◆ **Data items**:
+++++

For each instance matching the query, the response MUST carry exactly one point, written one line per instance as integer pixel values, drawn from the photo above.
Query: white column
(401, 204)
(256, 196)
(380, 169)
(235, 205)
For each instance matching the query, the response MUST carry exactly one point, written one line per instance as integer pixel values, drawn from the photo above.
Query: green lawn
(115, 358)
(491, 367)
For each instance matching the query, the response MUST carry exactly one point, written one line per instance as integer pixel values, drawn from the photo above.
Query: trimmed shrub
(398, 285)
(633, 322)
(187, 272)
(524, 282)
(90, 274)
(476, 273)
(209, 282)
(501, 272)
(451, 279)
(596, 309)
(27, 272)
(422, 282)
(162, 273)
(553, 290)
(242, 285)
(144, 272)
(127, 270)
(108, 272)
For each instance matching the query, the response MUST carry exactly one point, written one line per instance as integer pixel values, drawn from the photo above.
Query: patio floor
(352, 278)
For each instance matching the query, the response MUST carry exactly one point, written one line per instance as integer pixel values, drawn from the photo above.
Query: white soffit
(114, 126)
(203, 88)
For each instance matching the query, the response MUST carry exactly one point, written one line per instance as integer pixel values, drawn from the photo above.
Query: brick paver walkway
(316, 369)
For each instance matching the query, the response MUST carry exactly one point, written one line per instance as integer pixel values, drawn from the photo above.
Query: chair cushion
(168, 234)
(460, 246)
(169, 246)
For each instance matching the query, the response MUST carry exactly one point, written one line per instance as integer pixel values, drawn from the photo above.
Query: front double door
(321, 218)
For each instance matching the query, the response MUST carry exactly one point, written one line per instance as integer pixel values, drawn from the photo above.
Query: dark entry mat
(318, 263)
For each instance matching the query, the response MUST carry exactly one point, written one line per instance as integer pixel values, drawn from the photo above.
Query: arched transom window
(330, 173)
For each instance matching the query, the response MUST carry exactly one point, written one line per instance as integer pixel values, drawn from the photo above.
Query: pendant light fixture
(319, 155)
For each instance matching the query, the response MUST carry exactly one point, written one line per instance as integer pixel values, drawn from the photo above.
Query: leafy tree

+++++

◆ **AIM OF THE TASK**:
Give every line of the material again, exactly as it reads.

◆ **OUTPUT OF THE TASK**:
For each instance matching the query, the response MUST carry exactly one point, written one line per instance as integer pixel values, drawn from the photo above.
Query: white column
(401, 204)
(256, 196)
(380, 169)
(235, 205)
For each instance matching the query, the response MUST carry exactly one point, written one line per instance as integer pixel values, drawn from the photo above.
Query: green lawn
(115, 358)
(491, 367)
For each instance matching the query, the response MUST carry exactly one point, written one line per instance as integer pixel values, drawn from the photo above.
Query: trimmed shrub
(398, 285)
(633, 322)
(187, 272)
(524, 282)
(90, 274)
(476, 273)
(209, 282)
(501, 272)
(451, 279)
(596, 309)
(27, 272)
(422, 282)
(162, 273)
(553, 290)
(242, 285)
(144, 272)
(127, 270)
(108, 272)
For each instance matching the query, the response MUST carry exactly one point, written one line per instance as integer pixel values, drawn from the photo above.
Query: patio floor
(352, 278)
For each instance matching the query, the response MUST carry exactly one point, written one line per instance as integer pixel values, drawn from the photo above.
Query: white soffit
(114, 126)
(203, 88)
For each instance matching the query, the response MUST carry exactly one point, written one line per instance as integer pixel values, drawn from the photo above.
Query: brick paver walkway
(316, 369)
For each instance matching the query, the response MUST carry exactly one point, written one line per instance as integer pixel values, drawn from the photo above.
Query: chair cushion
(168, 234)
(460, 246)
(169, 246)
For each instance matching the query, the response MUST carry exactly one point, written one line per instance as integer pixel values, drawn from the photo above.
Query: front double door
(321, 218)
For each instance matching the query, the response MUST carry exactly one point, written one line per instance as integer pixel values, drawn from the photo above.
Query: dark entry mat
(318, 263)
For each instance matching the query, the response MUST carry exactly one point, written one line per instance as integer pixel values, drawn from the photo above.
Query: arched transom window
(330, 173)
For each instance matching the query, the response MUST carry exactly one point, written one line per instance as integer pixel values, drawn from the photo above.
Query: pendant light fixture
(319, 155)
For each instance matching the query, the response MUST carry exactly one point, written one line per instance as integer pixel values, drawn from the photo above.
Query: leafy tree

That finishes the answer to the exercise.